TEXT FOR ANALYSIS Block Start
Originally Posted by
danbu1
I have been an entrepreneur for over 20 years. I learned everything through trial and error. I am about to share with everyone the most important thing that I have learned throughout the years.
I started my company from scratch with $10K. I now gross about $1.5M which would have been over $2M by now if it wasn't for the recession we are in. Ofcourse I am not a young entrepreneur anymore. I am 41 years old. It took me over 10 years to build this company.
Okay, why am I telling you all of this? I realized something very important that could have saved me so much time and money. I don't want young entrepreneurs to make the same mistakes I made. I could have built my company in half the time had I focus my efforts properly.
What did I learn? I started the business with the false assumption that good products and services will automatically bring in clients. In my strong oppinion, this is not true for startups. Most of you have already learned this and many will eventually will learn it. It is all in the marketing strategy. So if you don't want to make the same mistakes I made, spend less time on operations and most of your time on marketing.
You need to stop focusing on your products and services. Don't get me wrong, you need a good product or service that you are selling but it is not what makes or breaks the deal. You need to focus 80% of your efforts on how you are going to achieve the business.
Now the real challenge, what should be my marketing strategy? Here are three questions I use to build my marketing strategy:
1) who eventually buys from me?
2) who has the influence on that buyer?
3) what does this person need?
TEXT FOR ANALYSIS Block End
INFORMATION SHOWN Block Start
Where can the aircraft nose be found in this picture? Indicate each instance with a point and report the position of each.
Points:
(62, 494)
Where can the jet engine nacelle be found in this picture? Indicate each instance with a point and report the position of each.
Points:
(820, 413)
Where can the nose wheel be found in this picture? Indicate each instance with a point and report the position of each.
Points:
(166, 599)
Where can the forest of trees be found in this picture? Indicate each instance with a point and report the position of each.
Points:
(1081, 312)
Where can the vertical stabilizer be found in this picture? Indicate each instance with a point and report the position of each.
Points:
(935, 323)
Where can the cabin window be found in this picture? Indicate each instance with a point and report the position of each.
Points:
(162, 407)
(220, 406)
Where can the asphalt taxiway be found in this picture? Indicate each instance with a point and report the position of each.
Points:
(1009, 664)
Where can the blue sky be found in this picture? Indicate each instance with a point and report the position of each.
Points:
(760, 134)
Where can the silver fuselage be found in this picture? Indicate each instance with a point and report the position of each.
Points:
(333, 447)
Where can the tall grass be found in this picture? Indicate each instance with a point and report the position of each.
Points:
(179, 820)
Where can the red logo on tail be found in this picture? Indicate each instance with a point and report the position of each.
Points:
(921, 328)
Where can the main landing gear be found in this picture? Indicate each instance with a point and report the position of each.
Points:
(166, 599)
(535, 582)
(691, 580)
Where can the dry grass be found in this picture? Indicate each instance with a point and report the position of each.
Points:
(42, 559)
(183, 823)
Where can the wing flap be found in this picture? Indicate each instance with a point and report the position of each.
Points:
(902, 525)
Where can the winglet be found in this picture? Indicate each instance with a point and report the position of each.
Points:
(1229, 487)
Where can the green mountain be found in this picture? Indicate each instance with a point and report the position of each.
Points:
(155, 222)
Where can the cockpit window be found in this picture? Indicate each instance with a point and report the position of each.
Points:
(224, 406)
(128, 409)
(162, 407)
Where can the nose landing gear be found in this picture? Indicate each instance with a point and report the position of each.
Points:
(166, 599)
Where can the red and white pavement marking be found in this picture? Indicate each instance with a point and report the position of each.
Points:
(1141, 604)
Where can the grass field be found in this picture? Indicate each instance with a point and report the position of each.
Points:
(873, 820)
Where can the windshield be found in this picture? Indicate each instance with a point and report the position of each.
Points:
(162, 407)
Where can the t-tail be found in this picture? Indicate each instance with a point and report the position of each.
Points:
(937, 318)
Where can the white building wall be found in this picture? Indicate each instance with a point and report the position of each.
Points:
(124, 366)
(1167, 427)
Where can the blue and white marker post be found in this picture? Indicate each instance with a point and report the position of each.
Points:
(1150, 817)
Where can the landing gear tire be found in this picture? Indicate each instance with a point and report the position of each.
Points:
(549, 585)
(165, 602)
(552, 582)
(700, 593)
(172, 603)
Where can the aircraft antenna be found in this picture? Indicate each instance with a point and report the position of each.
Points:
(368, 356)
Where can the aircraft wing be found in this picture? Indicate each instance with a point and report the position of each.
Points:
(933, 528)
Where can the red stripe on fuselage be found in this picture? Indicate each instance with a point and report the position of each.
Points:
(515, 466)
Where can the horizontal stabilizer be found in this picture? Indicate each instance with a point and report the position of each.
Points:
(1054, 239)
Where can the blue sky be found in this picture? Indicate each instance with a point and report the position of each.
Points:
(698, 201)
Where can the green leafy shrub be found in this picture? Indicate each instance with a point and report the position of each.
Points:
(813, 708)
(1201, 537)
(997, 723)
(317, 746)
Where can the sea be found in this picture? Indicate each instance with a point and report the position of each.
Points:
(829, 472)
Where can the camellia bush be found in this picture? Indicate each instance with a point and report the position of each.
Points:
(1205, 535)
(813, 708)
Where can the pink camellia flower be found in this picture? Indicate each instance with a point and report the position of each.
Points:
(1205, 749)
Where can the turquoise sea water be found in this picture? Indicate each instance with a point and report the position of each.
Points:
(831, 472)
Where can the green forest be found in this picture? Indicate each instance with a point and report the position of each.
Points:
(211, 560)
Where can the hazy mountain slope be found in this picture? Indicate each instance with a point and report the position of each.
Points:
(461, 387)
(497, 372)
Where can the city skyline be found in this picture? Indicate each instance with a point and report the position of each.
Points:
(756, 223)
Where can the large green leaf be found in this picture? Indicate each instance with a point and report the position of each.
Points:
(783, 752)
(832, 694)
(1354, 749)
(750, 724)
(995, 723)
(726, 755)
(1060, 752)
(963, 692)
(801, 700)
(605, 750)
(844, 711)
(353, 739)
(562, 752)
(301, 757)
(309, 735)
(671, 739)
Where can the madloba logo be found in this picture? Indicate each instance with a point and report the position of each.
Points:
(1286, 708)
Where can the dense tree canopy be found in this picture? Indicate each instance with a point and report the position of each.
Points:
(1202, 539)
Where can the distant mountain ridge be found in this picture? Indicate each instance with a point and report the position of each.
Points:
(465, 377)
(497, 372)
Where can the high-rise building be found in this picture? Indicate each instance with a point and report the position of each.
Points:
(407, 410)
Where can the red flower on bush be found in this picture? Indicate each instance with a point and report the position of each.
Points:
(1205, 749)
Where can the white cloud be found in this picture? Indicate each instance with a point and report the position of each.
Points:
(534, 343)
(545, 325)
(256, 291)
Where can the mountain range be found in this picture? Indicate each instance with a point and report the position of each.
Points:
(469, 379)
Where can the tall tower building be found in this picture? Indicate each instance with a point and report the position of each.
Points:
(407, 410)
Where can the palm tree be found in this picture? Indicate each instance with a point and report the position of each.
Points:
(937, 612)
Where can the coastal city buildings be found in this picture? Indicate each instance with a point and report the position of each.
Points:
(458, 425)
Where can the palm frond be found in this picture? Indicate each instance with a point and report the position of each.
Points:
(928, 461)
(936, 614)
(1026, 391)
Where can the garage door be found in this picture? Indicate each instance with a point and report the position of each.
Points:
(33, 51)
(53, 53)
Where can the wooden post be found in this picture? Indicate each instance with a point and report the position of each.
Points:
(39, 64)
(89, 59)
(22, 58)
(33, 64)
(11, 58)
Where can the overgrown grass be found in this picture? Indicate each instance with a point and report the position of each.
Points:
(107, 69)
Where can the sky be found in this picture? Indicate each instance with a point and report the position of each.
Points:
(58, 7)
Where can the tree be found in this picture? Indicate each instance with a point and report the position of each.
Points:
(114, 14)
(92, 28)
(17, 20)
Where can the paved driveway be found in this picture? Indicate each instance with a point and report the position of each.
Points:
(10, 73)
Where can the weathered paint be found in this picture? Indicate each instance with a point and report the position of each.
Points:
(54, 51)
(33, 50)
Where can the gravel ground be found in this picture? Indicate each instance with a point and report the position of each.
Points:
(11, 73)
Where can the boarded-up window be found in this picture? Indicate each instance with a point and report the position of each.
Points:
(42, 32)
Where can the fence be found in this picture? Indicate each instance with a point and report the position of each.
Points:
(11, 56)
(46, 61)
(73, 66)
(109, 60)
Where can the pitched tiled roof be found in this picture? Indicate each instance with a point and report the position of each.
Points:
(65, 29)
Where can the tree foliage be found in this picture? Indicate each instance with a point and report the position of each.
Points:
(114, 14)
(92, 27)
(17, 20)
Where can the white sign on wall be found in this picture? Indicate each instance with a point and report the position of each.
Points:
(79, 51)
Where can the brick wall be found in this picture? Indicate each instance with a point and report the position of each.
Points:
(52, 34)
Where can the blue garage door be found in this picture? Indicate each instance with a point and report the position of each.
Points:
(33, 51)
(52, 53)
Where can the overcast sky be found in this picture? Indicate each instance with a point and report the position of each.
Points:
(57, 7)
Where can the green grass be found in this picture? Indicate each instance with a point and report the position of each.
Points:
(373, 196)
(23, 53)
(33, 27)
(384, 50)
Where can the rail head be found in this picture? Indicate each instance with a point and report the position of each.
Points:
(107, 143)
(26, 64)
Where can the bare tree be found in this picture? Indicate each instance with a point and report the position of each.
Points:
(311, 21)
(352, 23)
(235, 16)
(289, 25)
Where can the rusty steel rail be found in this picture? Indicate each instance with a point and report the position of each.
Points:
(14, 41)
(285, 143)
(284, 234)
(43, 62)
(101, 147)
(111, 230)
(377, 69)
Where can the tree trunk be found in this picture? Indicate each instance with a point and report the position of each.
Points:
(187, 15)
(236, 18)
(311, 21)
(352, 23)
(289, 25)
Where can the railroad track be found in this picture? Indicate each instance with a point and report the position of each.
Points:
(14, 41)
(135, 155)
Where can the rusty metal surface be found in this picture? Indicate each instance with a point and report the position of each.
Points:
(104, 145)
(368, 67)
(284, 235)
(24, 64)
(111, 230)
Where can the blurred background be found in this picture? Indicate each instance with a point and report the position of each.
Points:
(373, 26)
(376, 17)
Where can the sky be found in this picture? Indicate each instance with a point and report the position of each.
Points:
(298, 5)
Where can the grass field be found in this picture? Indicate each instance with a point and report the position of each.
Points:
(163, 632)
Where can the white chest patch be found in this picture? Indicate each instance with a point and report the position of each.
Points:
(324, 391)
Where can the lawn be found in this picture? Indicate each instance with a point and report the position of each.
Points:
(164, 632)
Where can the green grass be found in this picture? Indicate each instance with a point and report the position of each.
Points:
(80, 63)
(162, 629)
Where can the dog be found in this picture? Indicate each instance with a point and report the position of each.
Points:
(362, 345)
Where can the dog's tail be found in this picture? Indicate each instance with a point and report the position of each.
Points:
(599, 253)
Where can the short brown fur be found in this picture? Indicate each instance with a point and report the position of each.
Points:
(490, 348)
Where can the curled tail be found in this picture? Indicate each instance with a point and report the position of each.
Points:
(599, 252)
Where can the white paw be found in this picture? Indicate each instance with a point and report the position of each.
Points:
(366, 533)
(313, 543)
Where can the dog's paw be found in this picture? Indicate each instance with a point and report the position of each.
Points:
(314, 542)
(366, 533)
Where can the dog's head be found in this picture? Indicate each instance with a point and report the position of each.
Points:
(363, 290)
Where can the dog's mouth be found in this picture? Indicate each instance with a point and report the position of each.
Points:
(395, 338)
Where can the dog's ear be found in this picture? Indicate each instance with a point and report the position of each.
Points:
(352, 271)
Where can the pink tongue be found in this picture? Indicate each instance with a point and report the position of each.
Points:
INFORMATION SHOWN Block End
EXERCISE OBJECTIVE -> In the forum post about marketing for young entrepreneurs, how much money did the writer start the company with?

EXERCISE SOLUTION -> $10K